> _TASK DETAILS_: Your job is to return each record exactly, minus any pictures.

Records contained in a dataset

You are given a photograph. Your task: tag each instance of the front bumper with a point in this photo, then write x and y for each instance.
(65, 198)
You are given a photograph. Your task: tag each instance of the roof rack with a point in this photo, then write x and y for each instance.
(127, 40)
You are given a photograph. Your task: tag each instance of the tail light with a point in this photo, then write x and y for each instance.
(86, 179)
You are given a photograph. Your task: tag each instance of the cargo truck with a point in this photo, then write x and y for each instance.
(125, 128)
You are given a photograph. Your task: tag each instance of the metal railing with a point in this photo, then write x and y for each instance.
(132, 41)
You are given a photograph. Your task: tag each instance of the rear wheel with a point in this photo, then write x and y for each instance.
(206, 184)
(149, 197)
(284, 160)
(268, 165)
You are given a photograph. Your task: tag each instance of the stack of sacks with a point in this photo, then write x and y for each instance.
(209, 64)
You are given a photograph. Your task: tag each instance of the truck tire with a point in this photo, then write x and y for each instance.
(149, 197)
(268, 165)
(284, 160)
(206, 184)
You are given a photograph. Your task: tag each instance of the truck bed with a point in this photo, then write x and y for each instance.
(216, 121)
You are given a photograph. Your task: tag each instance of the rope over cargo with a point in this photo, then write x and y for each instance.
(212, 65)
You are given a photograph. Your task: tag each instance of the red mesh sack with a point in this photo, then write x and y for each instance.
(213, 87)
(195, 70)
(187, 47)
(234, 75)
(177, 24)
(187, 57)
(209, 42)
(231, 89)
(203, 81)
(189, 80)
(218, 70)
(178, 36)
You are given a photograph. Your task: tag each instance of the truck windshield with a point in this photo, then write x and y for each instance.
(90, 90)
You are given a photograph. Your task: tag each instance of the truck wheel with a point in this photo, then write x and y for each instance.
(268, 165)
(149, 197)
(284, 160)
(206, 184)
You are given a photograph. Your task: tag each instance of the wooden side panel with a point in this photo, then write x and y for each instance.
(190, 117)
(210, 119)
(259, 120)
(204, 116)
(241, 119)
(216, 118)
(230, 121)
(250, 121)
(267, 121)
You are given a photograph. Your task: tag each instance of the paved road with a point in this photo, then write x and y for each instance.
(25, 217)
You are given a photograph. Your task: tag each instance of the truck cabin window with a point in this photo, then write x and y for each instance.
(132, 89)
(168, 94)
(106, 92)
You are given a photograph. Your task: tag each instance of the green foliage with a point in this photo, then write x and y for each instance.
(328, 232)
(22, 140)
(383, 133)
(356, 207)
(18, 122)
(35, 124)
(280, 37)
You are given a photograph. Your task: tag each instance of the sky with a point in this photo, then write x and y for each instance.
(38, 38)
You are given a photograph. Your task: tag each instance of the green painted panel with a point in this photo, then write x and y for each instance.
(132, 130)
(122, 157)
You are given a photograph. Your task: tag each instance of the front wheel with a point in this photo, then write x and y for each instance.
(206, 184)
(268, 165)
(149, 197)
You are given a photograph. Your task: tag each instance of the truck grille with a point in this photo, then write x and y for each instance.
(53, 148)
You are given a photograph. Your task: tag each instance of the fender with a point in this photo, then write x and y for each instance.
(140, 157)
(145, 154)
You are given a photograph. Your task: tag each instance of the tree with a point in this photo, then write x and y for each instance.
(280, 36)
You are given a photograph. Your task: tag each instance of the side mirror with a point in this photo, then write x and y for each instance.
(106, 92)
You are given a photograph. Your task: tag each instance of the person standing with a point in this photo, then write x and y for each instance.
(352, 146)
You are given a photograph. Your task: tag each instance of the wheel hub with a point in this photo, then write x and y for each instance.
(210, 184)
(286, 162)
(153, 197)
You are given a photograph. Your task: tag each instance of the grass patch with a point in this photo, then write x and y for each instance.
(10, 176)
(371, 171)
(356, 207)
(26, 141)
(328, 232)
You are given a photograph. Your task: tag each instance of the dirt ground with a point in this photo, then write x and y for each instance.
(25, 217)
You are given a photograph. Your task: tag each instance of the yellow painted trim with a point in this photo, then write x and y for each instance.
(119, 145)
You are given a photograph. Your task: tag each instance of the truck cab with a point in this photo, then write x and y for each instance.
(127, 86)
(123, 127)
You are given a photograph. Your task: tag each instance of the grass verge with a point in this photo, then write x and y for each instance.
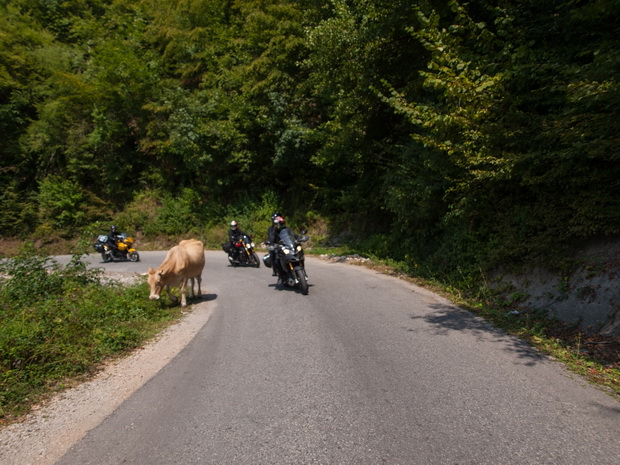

> _RESULT BELOW_:
You are given a photograph. Your task: tag each instance of the front bumper with a point in this photo, then write x and y for each instance.
(65, 198)
You are given a photograph. Your task: tag each instance of the roof rack with a point in this photo, then write x and y for each instance.
(127, 40)
You are given a photograph. Your task: tag each instance of the tail light with a point in this photo, then write x and y for each instance.
(86, 179)
You are given a photograph. Your task: tag each instance of the cargo truck with a point in this photo, then write x and y for each instance.
(125, 128)
You are given a photograph. Your task: tag each instance of the metal railing with a point in this photo, then write x and y for each instance.
(132, 41)
You are given a photograph. Your task: tag each instance of the rear wheel with a point in this photo, then write x and y for each instance.
(206, 184)
(149, 197)
(284, 160)
(268, 165)
You are given a photograph. Your task: tag each instance of the stack of sacks with a point in this photo, then write x and y for each instance.
(209, 64)
You are given a photograph. Your task: tag each instance of the truck tire with a point in this photo, then write x and y for each instance.
(149, 197)
(268, 165)
(284, 160)
(206, 184)
You are given a photograph. Your task: tag each instance of the truck bed with a point in this photo, then write x and y for each instance.
(216, 121)
You are given a photograph. Your task: tag each instance of the rope over cargo with a point in this photo, then write x and y for each instance.
(212, 65)
You are given a photograph. Your task: tag each instance of the red mesh sack with a point in this photo, then write x and y for each instance.
(213, 87)
(195, 70)
(187, 47)
(234, 75)
(177, 24)
(187, 57)
(209, 42)
(231, 89)
(203, 81)
(189, 80)
(218, 70)
(178, 36)
You are given a photograph. Your task: tag each instance of the truck windshield with a point in this photo, then write x and y for each instance.
(90, 90)
You are given a photograph. Your task: tag each instance of the truck wheel with a point in this photo, then write x and y for each instance.
(268, 165)
(149, 197)
(284, 160)
(206, 184)
You are given a photograph. Your task: tag each instance of the wooden side panel with a point in this photo, then write x and y for each instance.
(190, 117)
(210, 119)
(259, 120)
(204, 116)
(241, 119)
(216, 118)
(230, 121)
(250, 121)
(267, 121)
You are given a photograph. Your task: tag each instance of the paved road with a point in this photo, then write x and y for each instance.
(25, 217)
You are given a photograph. Your task: tag each instance of the truck cabin window with a point in this photo, then write x and y for each instance.
(132, 89)
(168, 94)
(106, 92)
You are given a photograph. Your task: tag each instance of the green foliage with a point in this photo, then write x and y for each instance.
(328, 232)
(22, 140)
(383, 133)
(356, 207)
(18, 122)
(35, 124)
(280, 37)
You are given a photograph. Your task: tag each instance of the sky with a point in this photo, then write x and y for each instance.
(38, 38)
You are given a photograph. Your task: tag each instance of the green painted panel with a point in this photo, then write x and y for each instance.
(132, 130)
(122, 157)
You are given a photograph. Your task: tag each instance of the front wheel with a point in this photo, then write x and y for each instance.
(206, 184)
(268, 165)
(149, 197)
You are given a photograph. Your task: tag each instance of the truck grille with a point in this photo, then write x and y for each instance.
(53, 148)
You are given a photograph. Your task: tag each instance of the fender with a point in this photo, then write x and y for each instance.
(140, 157)
(145, 154)
You are given a photograph. Your task: tag each instance of the tree with a point in this photo, then write x and y for each instance.
(280, 36)
You are given a photograph. Your task: tag each instance of the side mirror with a point in this photo, then write x and y for each instance.
(106, 92)
You are given a photograph. Your task: tag each instance of the person standing with a point in this photo, then write x and y for each instance.
(352, 146)
You are given a photograph. Your task: tag each instance of the wheel hub with a point in this photo, then write x and y for each instance.
(210, 184)
(286, 162)
(153, 197)
You are given a photograph. Your task: tag each instance of the grass patch with a point in this photo, then write x and y for each instance.
(10, 176)
(371, 171)
(356, 207)
(26, 141)
(328, 232)
You are given a photograph. Your task: tag each instance of the dirt ground with a point in this photo, then write x and y for each instance.
(25, 217)
You are given a photograph. Your task: tag each instance of the yellow painted trim with a point in this photo, then write x and y for each instance.
(119, 145)
You are given a photograph. Your task: tag each instance of the truck cab with a point in this photo, then write x and y for each instance.
(127, 86)
(123, 127)
You are given a photograph. Your task: tag each instance of the grass verge with a point in this photo, then write x and y for each instance.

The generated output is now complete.